__Document extract__
• • • • • • •
Anthropic's new Claude Managed Agents product simplifies the process of building and deploying autonomous AI agents, enabling businesses to automate complex tasks more efficiently. This development positions Anthropic strongly in the enterprise AI market as it competes with other industry giants to offer robust, scalable AI solutions. The move highlights the industry's push toward more accessible, autonomous AI systems that can transform business operations.

Key Takeaways

Anthropic announced Wednesday the launch of a new product that aims to make it easier for businesses to build and deploy AI agents. The tool, Claude Managed Agents, offers developers out-of-the-box infrastructure to build autonomous AI systems, simplifying a complex process that was previously a barrier to automating work tasks.

The move positions Anthropic to capitalize on its rapidly growing enterprise business. On Tuesday, the company said that its annualized recurring revenue has surpassed $30 billion, roughly three times higher than it was in December 2025. Both Anthropic and OpenAI, which also has an agent platform called Frontier, are racing to build out robust enterprise offerings as they prepare to go public as soon as this year.

The majority of Anthropic’s recent revenue growth has come from Claude Platform, an enterprise product that allows developers to tap into the company’s AI models through an API, according to Anthropic’s head of product for the Claude Platform, Angela Jiang. Developers have been using Anthropic’s API to deploy AI agents, such as Claude Code, in their workspace.

Jiang argues there’s a notable gap between what Anthropic’s models are capable of and what businesses are using them for. The new tool “enables any business to take the best-in-class infrastructure and deploy a fleet of Claude agents to do whatever work they need,” says Jiang.

Managed Agents will give developers an agent harness, which describes all of the software infrastructure that wraps around an AI model to help it work agentically, or take actions on behalf of a user. In practice, a harness is made up of software tools, a memory system, and other infrastructure. Agents made through Claude Managed Agent will also come with a built-in sandboxed environment, in which the agent can spin up software projects in a secure setting. The product also allows developers to create agents that can run autonomously for hours in the cloud, monitor what other Claude agents are doing, and toggle permissions that allow agents to access certain tools.

“When it comes to actually deploying and running agents at scale, that is a complex distributed-systems engineering problem,” says Katelyn Lesse, head of engineering for the Claude Platform. “A lot of customers we're talking about previously had a whole bunch of engineers whose job it would have been to build and run those systems at scale. Now that we are giving them that bit out of the box, they're able to have those same engineers be focused on the core competencies of their business and of their product.”

In a demo shared with WIRED, the AI productivity startup Notion showed how it's using Managed Agents to power a client onboarding feature. Eric Liu, a Notion product manager, demoed how he could off-load a long list of tasks within Notion to a Claude Managed Agent, which was able to start ticking off client onboarding tasks one by one. The product in the demo runs in Notion, but Liu opened a dashboard on the Claude Platform and looked at how the agents were working and what tools they were using.

Wall Street investors have grown wary of software stocks in recent months as Anthropic has released a wide range of enterprise offerings, which some believe could make traditional software-as-a-service companies obsolete. Whether that threat materializes or not, Managed Agents makes clear that Anthropic still has significant ground to cover before most enterprises are fully running on Claude.
• • • • • • •
[Extracted records]
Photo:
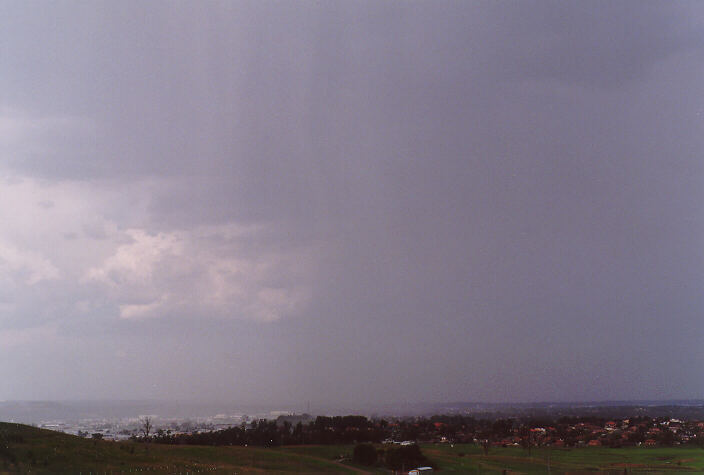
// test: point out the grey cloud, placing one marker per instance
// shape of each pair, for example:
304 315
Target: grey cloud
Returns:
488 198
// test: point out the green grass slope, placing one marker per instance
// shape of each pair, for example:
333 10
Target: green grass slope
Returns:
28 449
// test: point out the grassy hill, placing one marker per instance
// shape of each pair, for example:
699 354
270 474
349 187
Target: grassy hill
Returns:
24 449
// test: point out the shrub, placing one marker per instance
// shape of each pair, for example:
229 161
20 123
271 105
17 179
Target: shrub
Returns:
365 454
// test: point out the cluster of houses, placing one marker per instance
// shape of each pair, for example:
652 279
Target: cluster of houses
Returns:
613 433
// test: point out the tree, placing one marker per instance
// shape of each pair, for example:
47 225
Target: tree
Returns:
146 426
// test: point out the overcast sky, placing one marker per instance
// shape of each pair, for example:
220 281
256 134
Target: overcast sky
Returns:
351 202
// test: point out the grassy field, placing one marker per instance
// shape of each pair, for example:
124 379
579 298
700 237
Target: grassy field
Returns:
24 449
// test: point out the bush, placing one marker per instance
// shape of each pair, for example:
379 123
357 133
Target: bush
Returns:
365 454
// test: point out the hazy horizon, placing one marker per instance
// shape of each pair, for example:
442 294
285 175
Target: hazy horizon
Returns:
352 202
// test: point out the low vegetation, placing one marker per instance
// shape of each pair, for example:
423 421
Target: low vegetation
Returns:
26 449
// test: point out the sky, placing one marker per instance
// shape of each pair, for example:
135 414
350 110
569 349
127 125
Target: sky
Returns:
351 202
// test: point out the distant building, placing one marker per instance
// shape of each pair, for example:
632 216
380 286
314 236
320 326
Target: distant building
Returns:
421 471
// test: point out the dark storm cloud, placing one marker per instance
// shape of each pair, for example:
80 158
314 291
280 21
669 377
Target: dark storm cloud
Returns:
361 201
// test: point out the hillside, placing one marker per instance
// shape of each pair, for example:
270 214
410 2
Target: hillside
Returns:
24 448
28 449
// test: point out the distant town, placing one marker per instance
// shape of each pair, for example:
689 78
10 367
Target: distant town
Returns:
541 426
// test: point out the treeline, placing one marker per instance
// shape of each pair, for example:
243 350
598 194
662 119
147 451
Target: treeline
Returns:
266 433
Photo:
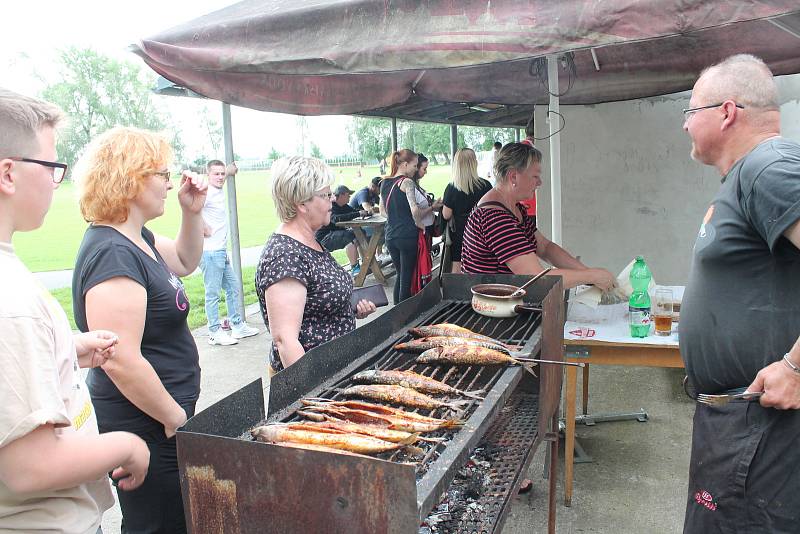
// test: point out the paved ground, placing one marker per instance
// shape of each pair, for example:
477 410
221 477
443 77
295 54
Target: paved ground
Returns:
• • • • • • •
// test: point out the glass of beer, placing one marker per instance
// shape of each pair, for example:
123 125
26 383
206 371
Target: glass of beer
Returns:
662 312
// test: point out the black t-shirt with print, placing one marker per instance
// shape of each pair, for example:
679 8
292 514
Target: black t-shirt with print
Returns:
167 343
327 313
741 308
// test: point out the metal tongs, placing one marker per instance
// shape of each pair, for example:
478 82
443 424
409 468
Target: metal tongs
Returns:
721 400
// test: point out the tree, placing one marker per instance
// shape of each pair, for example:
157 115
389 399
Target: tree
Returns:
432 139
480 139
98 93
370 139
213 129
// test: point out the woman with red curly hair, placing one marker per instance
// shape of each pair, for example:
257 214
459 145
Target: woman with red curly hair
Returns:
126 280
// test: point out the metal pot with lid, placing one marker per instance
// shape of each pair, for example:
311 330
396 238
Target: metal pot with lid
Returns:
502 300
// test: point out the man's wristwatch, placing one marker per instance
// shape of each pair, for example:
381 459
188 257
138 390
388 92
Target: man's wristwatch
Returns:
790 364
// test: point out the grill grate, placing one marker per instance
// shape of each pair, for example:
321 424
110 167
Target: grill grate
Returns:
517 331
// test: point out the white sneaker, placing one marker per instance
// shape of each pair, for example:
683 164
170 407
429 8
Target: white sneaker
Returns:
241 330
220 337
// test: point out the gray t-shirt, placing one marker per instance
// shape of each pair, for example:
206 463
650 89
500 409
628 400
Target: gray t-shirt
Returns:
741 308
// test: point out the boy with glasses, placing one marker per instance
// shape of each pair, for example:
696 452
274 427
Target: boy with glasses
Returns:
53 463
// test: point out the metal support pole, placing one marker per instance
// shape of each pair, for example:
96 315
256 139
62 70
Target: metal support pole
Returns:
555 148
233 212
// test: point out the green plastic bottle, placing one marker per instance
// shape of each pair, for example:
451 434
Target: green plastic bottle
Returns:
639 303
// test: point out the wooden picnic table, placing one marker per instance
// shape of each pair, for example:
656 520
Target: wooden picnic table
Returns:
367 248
• • • • • • •
__Work order A__
According to the Claude Managed Agents article, what figure has Anthropic's annualized recurring revenue surpassed?
__Work order B__
Summarize the Claude Managed Agents article in two sentences.

__Written reply A__
$30 billion.

__Written reply B__
Anthropic has launched Claude Managed Agents, a product that gives developers out-of-the-box infrastructure, including an agent harness and a sandboxed environment, for building and deploying autonomous AI agents. The launch comes as Anthropic's enterprise business grows rapidly and the company races OpenAI to build enterprise offerings, and Notion is already using the tool to power a client onboarding feature.